Extend the news report on the court ruling against San Diego's inclusionary housing ordinance, beginning after its final sentence, and leave aside the data that follows the report.

Top of PASSAGE PROVIDED

In a victory for the homebuilding industry, the city of San Diego's inclusionary housing ordinance -- which mandates that 10 percent of homes built in the city be made affordable to low- and moderate-income homebuyers -- has been struck down in Superior Court.

Superior Court Judge John S. Meyer said among other things that the ordinance is contrary to California law because it effectively mandates that market-rate new homebuyers subsidize the low- and moderate-income buyers in any given project.

According to the Building Industry Association (BIA), last year's ordinance left owners of 20,483 residences having to pay more than $7 million in extra costs.

Since the court determined that the city's ordinance is illegal, the city can no longer use it. It was not immediately clear Wednesday whether or not the city planned to appeal, however.

Elizabeth "Betsy" Morris, executive director of the San Diego Housing Commission, said she was very disappointed with the ruling. She said, however, the commission will review the administrative record to see if anything was missing in the case.

"We need to look at the transcripts," Morris said, adding that there are attorneys who specialize in this type of law who could be brought on board to help with this case.

Meanwhile, the BIA is celebrating.

"This ruling makes the city do the right thing. Our customers -- today's new homebuyers -- will no longer be illegally taxed to pay for someone else's home," said Paul Tryon, BIA's chief executive officer.

According to the BIA, the frustration with the city of San Diego over this ordinance dates back to 2003 when city staff allegedly ignored City Council direction and changed wording that protected builders and market-rate buyers.

"Left with no alternative, BIA sued on behalf of the 20,483 residents who bought a home under the faulty ordinance and paid an inclusionary zoning fee in their purchase price," according to a BIA statement.

Even after filing the lawsuit, the BIA said its industry leaders worked to resolve the conflict.

Bottom of PASSAGE PROVIDED
Top of RECORDED DATA

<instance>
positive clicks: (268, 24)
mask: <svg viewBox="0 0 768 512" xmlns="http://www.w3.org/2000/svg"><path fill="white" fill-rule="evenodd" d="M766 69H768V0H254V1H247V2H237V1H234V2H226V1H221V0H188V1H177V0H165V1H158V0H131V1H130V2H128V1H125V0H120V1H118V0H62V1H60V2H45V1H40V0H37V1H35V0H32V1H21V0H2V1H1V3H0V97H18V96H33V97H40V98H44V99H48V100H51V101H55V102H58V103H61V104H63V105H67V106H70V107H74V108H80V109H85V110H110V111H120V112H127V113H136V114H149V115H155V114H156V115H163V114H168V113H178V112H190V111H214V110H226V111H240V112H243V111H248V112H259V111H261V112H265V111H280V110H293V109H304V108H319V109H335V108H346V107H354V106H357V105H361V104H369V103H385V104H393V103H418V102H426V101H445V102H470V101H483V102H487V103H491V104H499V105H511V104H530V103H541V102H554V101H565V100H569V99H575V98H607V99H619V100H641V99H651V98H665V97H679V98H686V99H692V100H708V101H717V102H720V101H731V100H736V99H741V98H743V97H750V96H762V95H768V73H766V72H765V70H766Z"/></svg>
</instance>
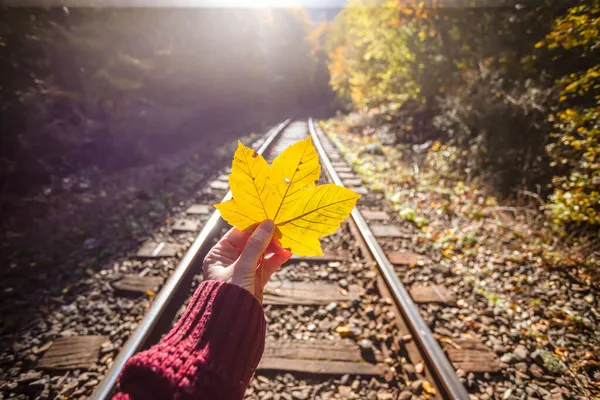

Bottom of RECORDED DATA

:: TASK ANSWER ::
"We tried to work with the city on a compromise that preserved the city's ability to implement inclusionary zoning lawfully, but also respected the direction from the City Council vote in 2003," Tryon said.

The BIA claims the city agreed to settlement terms in 2004 but never docketed the amended version of the ordinance for a public hearing. Since the city never finalized the settlement, and the City Attorney's Office failed to write a new ordinance needed for City Council action, the court was left to decide the matter.

"We regret we were forced to take legal action. However, it was necessary to defend the rights of San Diego homebuyers," Tryon added. "This city has a history of failed integrity, and it is time to lawfully and fairly address the city's self-declared housing emergency."

The BIA contends that in a market where only 9 percent of the populace can afford a median-price home, inclusionary housing actually has the opposite of the intended effect.

"The ruling stops the city's abuse, restores constitutional rights and clears the way to craft a new, fair approach to deal with housing for San Diego's

economically disadvantaged families," the BIA writes.

Morris countered that inclusionary housing is "a very important part of our affordable-housing strategy."

Richard Schulman of Hecht, Solberg Robinson, Goldberg & Bagley represented the BIA. City Attorney Michael Aguirre, along with deputies in his office, represented the city in the case.